It is said that polygamy was not common, though some men would have two wives, and occasionally more. The most usual form was for a man to marry several sisters one after the other. It is said to have been permissible for a free woman, such as a widow, to herself propose to a man that he take her as a wife, even though he was already married, and it was thought unchivalrous for him to refuse to do so. If a man had two or more wives it was customary for him to give one of them to a brother who might have lost his only wife. Until quite recently it was thought to be in a measure obligatory for an unmarried woman to marry the husband of her deceased sister. For her to decline to do so was thought to show disrespect to the deceased sister.

Some say that another method of marriage was for a man and several of his friends to carry off by force the woman he wished to marry, even from the house of her parents.

Marriages with even distant relations were looked upon with extreme disfavor.

When a child is adopted by an Indian family it is looked upon as one of their own children, and its marriage with one of its foster relations is regarded as incestuous.

» **EXCERPTED DATA**:
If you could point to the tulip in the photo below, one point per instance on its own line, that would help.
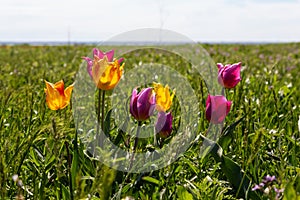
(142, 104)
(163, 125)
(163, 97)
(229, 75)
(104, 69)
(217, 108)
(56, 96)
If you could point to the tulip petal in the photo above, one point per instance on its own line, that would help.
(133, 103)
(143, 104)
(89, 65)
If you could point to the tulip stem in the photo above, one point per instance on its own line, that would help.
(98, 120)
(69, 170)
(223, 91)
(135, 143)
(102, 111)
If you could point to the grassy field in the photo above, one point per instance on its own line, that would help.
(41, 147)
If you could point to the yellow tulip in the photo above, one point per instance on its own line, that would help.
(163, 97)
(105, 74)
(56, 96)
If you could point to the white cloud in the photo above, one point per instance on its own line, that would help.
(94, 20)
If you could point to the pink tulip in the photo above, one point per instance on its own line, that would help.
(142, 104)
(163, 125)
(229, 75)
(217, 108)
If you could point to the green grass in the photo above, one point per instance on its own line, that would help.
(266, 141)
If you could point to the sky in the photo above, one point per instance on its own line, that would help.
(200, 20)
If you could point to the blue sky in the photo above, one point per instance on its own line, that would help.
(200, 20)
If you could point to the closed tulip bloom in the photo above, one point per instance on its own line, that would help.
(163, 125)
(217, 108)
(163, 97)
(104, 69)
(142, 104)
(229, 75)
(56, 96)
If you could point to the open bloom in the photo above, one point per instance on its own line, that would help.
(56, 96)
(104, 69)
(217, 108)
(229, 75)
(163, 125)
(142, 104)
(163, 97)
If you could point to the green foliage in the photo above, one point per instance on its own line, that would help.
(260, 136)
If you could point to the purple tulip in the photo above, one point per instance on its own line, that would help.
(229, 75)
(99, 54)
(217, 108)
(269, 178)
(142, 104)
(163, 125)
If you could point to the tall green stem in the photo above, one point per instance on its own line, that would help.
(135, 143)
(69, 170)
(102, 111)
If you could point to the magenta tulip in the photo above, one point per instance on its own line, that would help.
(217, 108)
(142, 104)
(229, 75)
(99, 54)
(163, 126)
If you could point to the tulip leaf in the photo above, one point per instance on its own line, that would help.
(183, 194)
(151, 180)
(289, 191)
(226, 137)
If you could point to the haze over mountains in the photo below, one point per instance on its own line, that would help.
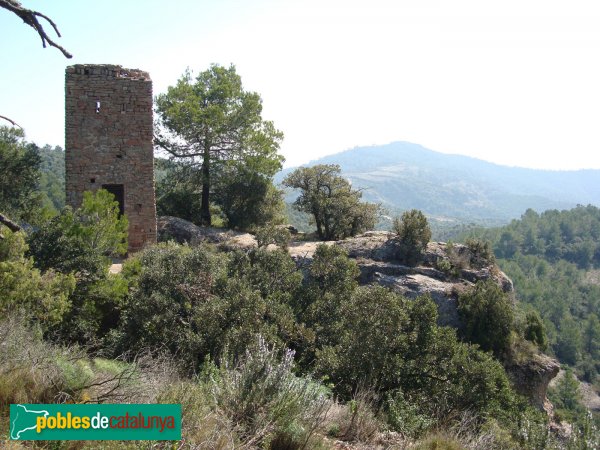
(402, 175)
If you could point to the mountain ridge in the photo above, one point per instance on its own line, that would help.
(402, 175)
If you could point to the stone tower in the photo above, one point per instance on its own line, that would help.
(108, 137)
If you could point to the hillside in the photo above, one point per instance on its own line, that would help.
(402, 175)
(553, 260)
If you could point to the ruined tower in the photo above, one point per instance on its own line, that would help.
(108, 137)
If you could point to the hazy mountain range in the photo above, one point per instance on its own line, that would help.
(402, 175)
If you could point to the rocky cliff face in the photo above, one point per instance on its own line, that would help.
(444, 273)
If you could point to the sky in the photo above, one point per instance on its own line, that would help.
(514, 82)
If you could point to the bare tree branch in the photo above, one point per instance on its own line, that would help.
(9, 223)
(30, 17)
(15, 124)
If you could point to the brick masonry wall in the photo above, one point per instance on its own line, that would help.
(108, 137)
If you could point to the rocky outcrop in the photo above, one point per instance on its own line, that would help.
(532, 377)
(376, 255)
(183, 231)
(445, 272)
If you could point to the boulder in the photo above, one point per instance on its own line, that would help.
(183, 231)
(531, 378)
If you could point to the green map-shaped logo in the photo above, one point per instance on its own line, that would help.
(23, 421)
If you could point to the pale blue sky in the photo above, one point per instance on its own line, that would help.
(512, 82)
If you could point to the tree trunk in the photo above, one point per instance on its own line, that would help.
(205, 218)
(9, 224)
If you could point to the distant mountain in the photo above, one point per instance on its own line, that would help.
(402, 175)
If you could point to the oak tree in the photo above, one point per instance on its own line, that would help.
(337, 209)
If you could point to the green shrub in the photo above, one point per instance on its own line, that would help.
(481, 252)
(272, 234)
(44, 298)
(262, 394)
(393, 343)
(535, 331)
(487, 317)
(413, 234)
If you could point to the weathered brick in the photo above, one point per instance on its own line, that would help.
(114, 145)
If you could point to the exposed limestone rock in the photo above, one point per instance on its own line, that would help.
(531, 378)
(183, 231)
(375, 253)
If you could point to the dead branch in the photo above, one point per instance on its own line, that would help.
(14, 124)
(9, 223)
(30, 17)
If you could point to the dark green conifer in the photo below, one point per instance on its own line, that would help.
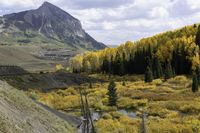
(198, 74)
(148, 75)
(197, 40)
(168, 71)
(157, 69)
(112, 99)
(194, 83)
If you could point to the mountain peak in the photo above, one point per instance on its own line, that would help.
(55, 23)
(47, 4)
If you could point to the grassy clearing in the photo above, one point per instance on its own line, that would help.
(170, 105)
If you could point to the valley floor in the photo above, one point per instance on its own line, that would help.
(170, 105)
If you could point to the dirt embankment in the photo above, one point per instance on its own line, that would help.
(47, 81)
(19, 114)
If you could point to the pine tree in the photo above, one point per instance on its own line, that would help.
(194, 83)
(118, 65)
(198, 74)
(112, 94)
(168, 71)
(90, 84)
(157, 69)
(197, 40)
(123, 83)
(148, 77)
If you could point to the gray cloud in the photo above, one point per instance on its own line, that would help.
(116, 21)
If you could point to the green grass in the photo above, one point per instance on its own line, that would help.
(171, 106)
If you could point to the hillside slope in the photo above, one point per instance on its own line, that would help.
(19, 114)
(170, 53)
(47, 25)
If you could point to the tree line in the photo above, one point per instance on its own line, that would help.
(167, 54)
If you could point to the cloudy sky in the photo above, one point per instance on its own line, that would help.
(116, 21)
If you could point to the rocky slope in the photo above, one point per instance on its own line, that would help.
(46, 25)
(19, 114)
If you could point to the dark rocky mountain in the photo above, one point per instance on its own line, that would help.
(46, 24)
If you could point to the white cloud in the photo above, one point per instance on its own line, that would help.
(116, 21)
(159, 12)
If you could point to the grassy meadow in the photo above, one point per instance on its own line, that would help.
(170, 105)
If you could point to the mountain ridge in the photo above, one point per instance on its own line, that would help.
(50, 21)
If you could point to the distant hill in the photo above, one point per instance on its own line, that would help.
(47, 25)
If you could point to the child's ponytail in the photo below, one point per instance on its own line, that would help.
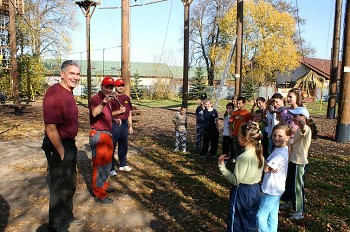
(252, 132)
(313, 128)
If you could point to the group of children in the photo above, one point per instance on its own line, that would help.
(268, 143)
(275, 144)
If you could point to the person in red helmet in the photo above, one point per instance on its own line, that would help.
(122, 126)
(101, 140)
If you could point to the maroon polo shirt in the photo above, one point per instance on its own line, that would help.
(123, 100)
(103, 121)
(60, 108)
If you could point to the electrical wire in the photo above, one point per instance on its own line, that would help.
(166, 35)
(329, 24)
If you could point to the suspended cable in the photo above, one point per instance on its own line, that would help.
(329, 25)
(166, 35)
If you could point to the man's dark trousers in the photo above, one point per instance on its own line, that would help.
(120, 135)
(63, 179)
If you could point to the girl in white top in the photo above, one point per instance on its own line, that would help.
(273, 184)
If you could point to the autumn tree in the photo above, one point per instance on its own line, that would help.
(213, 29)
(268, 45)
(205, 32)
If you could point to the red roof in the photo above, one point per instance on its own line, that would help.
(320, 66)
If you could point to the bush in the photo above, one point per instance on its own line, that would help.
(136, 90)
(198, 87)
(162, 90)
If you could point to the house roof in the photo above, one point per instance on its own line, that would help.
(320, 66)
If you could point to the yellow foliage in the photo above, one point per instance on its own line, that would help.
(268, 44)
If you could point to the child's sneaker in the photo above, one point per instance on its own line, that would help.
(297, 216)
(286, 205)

==

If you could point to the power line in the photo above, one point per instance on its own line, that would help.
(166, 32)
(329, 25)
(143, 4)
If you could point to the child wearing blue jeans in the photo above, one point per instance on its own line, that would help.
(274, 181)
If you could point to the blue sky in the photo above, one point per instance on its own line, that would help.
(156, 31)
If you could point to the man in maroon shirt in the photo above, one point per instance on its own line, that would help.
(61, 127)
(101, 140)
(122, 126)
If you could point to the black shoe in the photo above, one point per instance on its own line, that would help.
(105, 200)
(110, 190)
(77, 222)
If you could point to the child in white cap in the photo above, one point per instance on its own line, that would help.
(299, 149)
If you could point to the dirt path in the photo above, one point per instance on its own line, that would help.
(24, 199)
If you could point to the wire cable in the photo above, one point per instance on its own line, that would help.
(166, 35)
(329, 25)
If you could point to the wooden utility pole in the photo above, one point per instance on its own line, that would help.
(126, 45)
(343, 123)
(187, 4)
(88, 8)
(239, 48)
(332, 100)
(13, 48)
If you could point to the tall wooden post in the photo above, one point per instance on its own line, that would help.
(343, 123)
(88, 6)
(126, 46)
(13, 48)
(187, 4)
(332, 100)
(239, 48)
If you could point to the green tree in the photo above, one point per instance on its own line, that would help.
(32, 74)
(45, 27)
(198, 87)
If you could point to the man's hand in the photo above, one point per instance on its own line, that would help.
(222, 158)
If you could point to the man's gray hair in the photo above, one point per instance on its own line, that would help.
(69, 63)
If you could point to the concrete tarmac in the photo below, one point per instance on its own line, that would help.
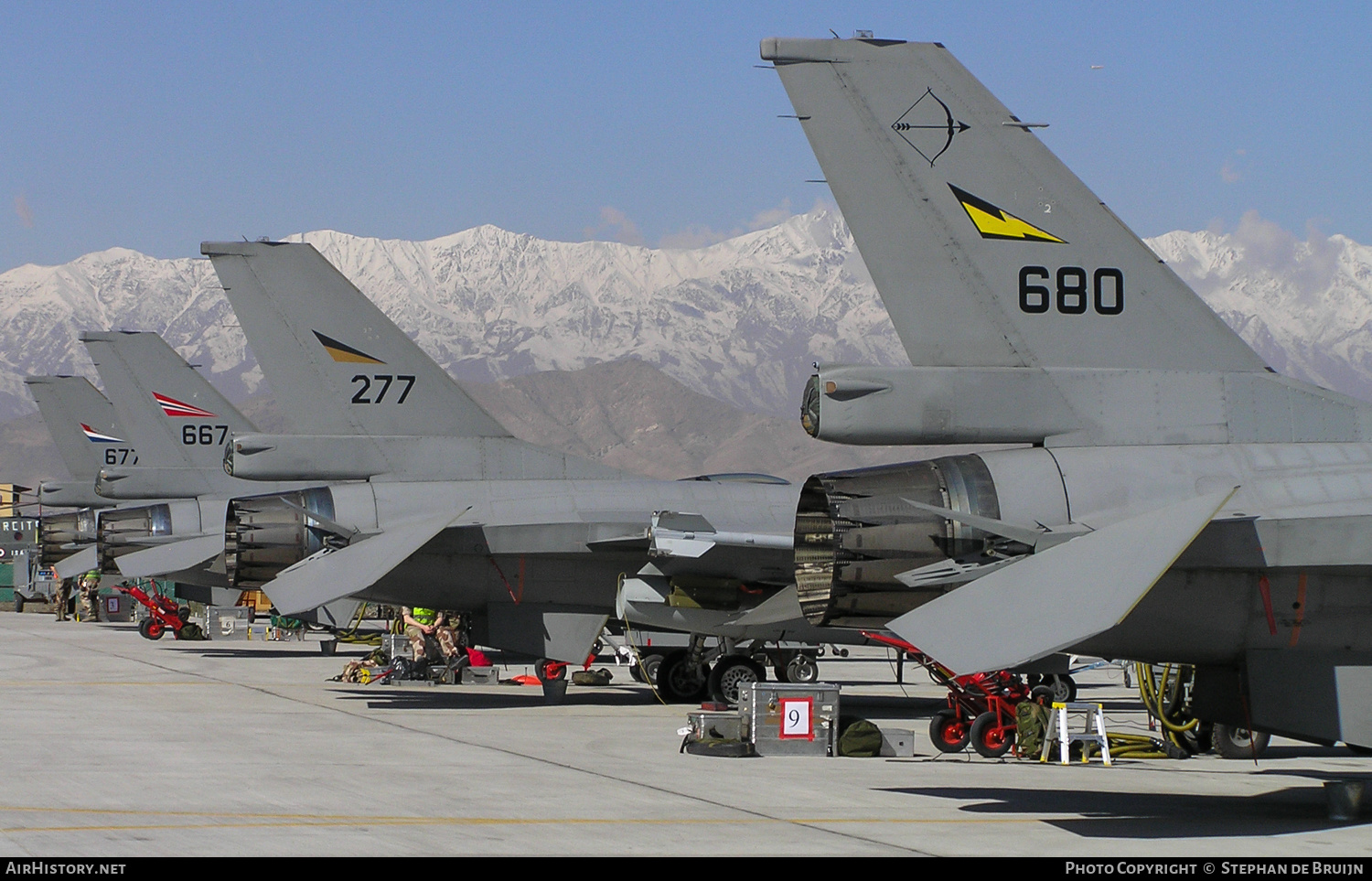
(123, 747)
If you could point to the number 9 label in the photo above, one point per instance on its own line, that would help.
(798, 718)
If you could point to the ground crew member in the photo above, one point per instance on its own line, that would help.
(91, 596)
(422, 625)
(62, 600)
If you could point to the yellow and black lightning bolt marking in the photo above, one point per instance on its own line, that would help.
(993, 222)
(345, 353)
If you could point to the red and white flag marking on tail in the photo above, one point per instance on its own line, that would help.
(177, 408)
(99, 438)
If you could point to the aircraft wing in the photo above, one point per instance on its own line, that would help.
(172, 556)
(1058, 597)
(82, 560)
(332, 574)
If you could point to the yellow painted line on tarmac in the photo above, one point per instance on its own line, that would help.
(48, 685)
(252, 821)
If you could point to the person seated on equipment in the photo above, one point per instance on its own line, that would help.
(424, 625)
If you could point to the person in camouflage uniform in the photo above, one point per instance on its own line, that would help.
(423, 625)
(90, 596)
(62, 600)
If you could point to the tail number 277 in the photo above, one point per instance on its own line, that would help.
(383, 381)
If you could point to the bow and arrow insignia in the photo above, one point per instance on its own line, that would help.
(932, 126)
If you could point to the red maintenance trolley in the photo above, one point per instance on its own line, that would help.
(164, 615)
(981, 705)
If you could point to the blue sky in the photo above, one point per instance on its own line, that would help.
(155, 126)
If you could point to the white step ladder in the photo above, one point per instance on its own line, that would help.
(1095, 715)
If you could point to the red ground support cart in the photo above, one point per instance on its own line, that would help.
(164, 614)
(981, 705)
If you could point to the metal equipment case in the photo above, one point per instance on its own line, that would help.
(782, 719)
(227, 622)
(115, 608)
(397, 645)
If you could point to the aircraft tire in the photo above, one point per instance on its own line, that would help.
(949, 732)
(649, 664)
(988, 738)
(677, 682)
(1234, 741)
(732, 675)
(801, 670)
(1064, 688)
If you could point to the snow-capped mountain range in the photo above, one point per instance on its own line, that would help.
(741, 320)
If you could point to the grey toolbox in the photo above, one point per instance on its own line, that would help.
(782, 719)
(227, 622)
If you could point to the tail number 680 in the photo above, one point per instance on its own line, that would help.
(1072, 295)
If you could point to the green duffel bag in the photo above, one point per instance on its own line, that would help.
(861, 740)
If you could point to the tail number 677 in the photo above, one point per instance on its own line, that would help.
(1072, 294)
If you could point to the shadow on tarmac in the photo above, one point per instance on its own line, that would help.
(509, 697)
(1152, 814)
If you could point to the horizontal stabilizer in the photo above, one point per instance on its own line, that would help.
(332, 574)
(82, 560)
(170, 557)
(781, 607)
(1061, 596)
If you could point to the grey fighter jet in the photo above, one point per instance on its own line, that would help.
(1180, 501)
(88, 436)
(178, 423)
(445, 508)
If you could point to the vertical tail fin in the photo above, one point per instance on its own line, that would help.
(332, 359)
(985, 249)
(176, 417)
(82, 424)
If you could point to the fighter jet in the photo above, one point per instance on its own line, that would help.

» **PROBLEM SET**:
- a) Retype the passage on marriage customs from "Marriages with even" to "regarded as incestuous.".
- b) According to the passage on marriage customs, what was the most usual form of polygamy?
- c) Carry on the passage on marriage customs from where it stops, starting after its last sentence.

» **THE ANSWERS**:
- a)
Marriages with even distant relations were looked upon with extreme disfavor.

When a child is adopted by an Indian family it is looked upon as one of their own children, and its marriage with one of its foster relations is regarded as incestuous.

- b) A man marrying several sisters one after the other.

- c)
One remarkable belief was that when a woman had a child, certain acts on the part of its father would affect its health in the same manner as if they were performed by the mother herself. So for some time after the birth of a child its father was supposed to be as careful of himself as its mother. He was forbidden to smoke, as that would choke the infant. He was also careful not to take cold, as that would affect the infant's health. Neither, if it was winter, was it allowable for him to drink cold water. It was in fact thought improper for him to eat or drink anything that is usually prohibited to a woman with a newly born child. When an infant died within a few days of its birth, its mother often attributed its death to the violation by its father of some of the prescribed rules, and quarrels often arose between a husband and wife on this account.

It was customary for a woman for a certain time after bearing a child to keep herself with a fire in a close house.